● Задание к выполнению A:
Выберите из записей все строки, содержащие слово «garment», и перепишите их полностью. Регистр букв учитывается.

● Текст для чтения:
Мемуары - Уильямс Теннесси "Tennessee Williams" 5 стр.


Я не знаю, почему тот парень из Оклахомы остался в Сент-Луисе, где летом невыносимо жарко, но он остался и продолжал предлагать мне отправиться "по барам" - а я продолжал отказываться. Что-то в нем тревожило меня, и когда он, в конце концов, уехал домой, мне стало легче. (Позже я получил из Талсы письменное объяснение в любви.)

Вернемся в колледж. И к молодому человеку с большими сверкающими глазами, которые светились в темноте, как у кошки.

Я был уже инициированным членом АТО, и в то время жил в одной комнате с парнем с исключительными глазами, темными волосами и фантастическим телосложением - я буду звать его Смитти.

● Задание к выполнению B:
Каким именем в тексте для чтения назван сосед по комнате с темными волосами?

● Представленные данные:
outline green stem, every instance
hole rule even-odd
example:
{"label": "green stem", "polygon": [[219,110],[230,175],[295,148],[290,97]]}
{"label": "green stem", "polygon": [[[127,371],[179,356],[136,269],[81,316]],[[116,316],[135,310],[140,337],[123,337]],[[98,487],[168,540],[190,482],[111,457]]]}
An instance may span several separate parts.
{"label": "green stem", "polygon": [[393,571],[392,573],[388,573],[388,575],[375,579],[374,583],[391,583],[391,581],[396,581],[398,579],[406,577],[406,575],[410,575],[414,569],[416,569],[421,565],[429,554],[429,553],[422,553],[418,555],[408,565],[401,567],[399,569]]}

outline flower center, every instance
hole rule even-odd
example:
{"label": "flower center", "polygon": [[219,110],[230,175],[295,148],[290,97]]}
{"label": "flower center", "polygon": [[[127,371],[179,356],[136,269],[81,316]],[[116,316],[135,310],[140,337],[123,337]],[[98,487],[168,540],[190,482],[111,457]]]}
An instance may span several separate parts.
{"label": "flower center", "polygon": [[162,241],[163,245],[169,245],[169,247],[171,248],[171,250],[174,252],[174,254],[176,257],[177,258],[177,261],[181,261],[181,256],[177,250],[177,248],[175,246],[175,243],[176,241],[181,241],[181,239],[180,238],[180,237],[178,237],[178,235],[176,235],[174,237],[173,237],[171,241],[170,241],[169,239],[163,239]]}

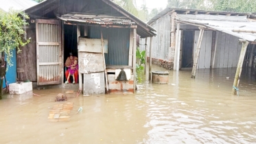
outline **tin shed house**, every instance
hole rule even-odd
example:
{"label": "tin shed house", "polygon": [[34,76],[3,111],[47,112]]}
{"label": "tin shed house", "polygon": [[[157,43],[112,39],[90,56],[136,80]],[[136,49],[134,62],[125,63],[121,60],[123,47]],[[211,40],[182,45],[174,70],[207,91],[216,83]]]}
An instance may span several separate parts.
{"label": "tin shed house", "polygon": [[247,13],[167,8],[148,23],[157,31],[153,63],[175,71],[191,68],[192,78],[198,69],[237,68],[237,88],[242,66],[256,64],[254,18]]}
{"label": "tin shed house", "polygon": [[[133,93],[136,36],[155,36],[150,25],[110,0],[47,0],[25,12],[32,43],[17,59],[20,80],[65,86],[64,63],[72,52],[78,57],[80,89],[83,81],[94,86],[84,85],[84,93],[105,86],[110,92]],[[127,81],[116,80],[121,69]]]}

* * *

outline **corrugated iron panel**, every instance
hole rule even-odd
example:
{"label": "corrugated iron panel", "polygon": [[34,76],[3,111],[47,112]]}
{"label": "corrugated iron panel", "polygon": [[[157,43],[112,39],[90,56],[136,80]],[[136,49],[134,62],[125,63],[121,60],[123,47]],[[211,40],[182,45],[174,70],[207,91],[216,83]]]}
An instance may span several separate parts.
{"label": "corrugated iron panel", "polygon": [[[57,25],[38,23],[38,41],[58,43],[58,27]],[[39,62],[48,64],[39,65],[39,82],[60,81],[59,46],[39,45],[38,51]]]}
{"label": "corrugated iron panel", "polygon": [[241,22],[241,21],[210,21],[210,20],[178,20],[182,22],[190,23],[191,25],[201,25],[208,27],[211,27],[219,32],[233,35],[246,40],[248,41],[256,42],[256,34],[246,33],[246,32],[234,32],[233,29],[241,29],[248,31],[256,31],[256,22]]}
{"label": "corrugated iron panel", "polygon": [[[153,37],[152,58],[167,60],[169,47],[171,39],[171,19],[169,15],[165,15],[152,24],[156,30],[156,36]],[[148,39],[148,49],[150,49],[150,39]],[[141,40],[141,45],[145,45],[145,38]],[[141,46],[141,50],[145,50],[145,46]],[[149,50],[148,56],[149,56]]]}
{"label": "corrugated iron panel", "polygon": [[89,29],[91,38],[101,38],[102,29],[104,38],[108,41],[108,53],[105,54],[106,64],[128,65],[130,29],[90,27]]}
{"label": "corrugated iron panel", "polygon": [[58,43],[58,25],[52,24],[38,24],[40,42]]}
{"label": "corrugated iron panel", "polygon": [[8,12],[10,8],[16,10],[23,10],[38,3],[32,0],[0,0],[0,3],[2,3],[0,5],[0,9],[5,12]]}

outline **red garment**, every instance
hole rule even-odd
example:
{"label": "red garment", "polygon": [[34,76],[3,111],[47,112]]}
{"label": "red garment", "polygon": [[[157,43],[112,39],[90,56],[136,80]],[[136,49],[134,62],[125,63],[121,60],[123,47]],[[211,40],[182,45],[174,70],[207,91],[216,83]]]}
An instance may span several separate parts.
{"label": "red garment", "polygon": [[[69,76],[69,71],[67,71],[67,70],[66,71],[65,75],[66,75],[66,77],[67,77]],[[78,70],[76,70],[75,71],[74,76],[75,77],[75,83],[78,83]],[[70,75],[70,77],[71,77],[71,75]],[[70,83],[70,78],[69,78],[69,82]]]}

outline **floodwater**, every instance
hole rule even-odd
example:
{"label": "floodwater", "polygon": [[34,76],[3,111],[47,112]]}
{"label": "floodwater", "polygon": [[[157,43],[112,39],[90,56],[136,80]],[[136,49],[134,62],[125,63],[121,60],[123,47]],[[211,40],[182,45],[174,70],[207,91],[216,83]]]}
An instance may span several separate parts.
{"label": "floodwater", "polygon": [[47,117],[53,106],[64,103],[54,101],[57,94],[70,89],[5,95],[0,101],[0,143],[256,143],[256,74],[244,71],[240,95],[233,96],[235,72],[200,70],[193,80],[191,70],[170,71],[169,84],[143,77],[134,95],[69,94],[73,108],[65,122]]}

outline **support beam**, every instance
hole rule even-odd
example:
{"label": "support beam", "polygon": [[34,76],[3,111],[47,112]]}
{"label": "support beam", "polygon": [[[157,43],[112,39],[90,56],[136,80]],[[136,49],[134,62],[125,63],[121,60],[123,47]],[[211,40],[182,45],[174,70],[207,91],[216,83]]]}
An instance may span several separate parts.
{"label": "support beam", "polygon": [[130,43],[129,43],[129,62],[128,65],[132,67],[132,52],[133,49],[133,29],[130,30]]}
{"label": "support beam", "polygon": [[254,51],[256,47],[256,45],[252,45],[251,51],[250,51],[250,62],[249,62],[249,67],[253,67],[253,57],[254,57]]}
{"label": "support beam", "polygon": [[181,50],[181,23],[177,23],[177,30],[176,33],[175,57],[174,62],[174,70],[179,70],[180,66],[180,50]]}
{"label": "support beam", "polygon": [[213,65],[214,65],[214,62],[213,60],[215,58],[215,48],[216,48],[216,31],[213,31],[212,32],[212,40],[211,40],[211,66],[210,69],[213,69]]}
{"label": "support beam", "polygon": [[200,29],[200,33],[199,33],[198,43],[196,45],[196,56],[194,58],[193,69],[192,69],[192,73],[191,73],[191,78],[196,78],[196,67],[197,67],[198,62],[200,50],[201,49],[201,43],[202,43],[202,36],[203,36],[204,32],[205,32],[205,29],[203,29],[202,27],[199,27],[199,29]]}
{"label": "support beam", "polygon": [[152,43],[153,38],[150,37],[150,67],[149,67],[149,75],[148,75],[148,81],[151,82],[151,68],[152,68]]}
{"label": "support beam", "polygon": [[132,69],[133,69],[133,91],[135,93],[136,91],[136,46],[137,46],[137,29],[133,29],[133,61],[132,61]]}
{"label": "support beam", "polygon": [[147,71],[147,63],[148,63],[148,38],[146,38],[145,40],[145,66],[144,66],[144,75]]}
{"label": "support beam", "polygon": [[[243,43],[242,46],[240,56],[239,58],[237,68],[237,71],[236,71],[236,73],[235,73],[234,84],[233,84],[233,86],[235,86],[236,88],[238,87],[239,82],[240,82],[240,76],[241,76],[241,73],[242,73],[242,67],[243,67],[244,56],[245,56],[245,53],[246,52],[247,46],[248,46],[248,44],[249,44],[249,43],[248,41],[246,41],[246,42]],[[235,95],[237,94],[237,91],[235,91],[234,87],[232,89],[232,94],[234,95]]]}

● Ответ к упражнению A:
outline **red garment**, every instance
{"label": "red garment", "polygon": [[34,76],[3,111],[47,112]]}
{"label": "red garment", "polygon": [[[157,43],[112,39],[90,56],[136,80]],[[136,49],[134,62],[125,63],[121,60],[123,47]],[[211,40],[182,45],[174,70],[207,91],[216,83]]]}
{"label": "red garment", "polygon": [[[69,76],[69,71],[67,71],[67,70],[66,71],[65,75],[66,75],[66,77],[67,77]],[[78,70],[76,70],[75,71],[74,76],[75,77],[75,83],[78,83]],[[70,75],[70,77],[71,77],[71,75]],[[70,83],[70,78],[69,78],[69,82]]]}

● Ответ к упражнению B:
Смитти.